• **Excerpt to read**:
=======

On review of an Advisory Opinion of the Committee on Attorney Advertising.
(This syllabus is not part of the opinion of the Court. It has been prepared by the Office of the Clerk for the convenience of the reader. It has been neither reviewed nor approved by the Supreme Court. Please note that, in the interests of brevity, portions of any opinion may not have been summarized).
This appeal considers challenges to Opinion 39 of the Supreme Court Committee on Attorney Advertising (Committee), which concluded that "advertisements describing attorneys as 'Super Lawyers,' 'Best Lawyers in America,' or similar comparative titles, violate the prohibition against advertisements that are inherently comparative in nature, RPC 7.1(a)(3), or that are likely to create an unjustified expectation about results, RPC 7.1(a)(2)." Opinion 39 of the Sup. Ct. Comm. On Attorney Adver., 185 N.J.L.J. 360, 15 N.J. Lawyer 1549 (July 24, 2006).
On May 19, 2005, a member of the New Jersey Bar brought to the attention of the Committee a magazine titled "New Jersey Super Lawyers." According to the inquirer, that document was designed to be circulated among clients and potential clients in order to create the impression that the attorneys designated "Super Lawyers" are more qualified than other attorneys in the State. The inquirer asserted that the process of being designated and advertised as a "Super Lawyer" violated various sections of the RPCs. Similarly, on January 10, 2006, another member of the New Jersey Bar filed a grievance complaining about correspondence he had received from another law firm in the State touting the inclusion of several of its members among "The Best Lawyers in America for 2005."
The Committee considered these matters and, on July 26, 2006, issued Opinion 39. As noted above, that opinion concluded that advertisements describing attorneys as "Super Lawyers," "Best Lawyers in America," or similar comparative titles violate the RPCs. Upon emergent application, Opinion 39 was stayed by Orders of this Court.

=======

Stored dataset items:
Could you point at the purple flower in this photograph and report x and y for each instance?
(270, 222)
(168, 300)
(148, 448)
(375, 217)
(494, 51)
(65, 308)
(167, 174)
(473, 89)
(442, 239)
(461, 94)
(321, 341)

=======

• **Task directions**: Name every institution or official body that the syllabus mentions. Rely solely on the syllabus.

• **Written answer**:
- Supreme Court Committee on Attorney Advertising
- Office of the Clerk
- Supreme Court
- New Jersey Bar